Replace "elderly man" with "old man" everywhere between the listing line containing "# trace the outline of every instance of the elderly" and the one containing "Outline every instance of the elderly man.", both included. Return only those lines, with nothing else altered.

Collection entries
========

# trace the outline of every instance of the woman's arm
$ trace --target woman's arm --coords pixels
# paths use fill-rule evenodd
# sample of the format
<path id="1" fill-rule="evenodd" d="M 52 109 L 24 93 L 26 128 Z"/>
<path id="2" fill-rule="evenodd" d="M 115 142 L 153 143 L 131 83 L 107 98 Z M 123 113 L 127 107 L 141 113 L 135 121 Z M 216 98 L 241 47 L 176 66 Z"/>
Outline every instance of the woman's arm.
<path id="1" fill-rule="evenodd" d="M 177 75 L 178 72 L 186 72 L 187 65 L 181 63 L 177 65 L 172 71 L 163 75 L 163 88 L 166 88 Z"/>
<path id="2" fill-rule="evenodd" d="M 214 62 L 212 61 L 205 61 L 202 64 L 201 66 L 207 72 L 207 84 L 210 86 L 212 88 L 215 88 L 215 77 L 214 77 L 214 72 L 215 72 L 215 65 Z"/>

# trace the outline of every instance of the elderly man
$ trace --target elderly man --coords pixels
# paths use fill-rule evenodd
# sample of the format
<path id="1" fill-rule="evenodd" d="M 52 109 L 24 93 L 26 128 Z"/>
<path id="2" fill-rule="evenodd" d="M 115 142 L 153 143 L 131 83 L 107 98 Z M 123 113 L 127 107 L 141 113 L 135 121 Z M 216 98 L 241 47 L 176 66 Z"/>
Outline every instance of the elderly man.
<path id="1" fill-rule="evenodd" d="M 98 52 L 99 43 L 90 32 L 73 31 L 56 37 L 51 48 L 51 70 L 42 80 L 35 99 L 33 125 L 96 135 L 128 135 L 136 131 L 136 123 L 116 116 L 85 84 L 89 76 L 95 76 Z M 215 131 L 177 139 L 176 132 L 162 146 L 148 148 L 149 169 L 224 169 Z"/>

========

Result of the exercise:
# trace the outline of every instance of the old man
$ trace --target old man --coords pixels
# paths use fill-rule evenodd
# sample of the format
<path id="1" fill-rule="evenodd" d="M 52 109 L 24 93 L 26 128 Z"/>
<path id="2" fill-rule="evenodd" d="M 115 142 L 153 143 L 131 83 L 107 98 Z M 123 113 L 127 107 L 141 113 L 135 121 Z M 216 98 L 241 47 L 176 66 Z"/>
Outline every instance of the old man.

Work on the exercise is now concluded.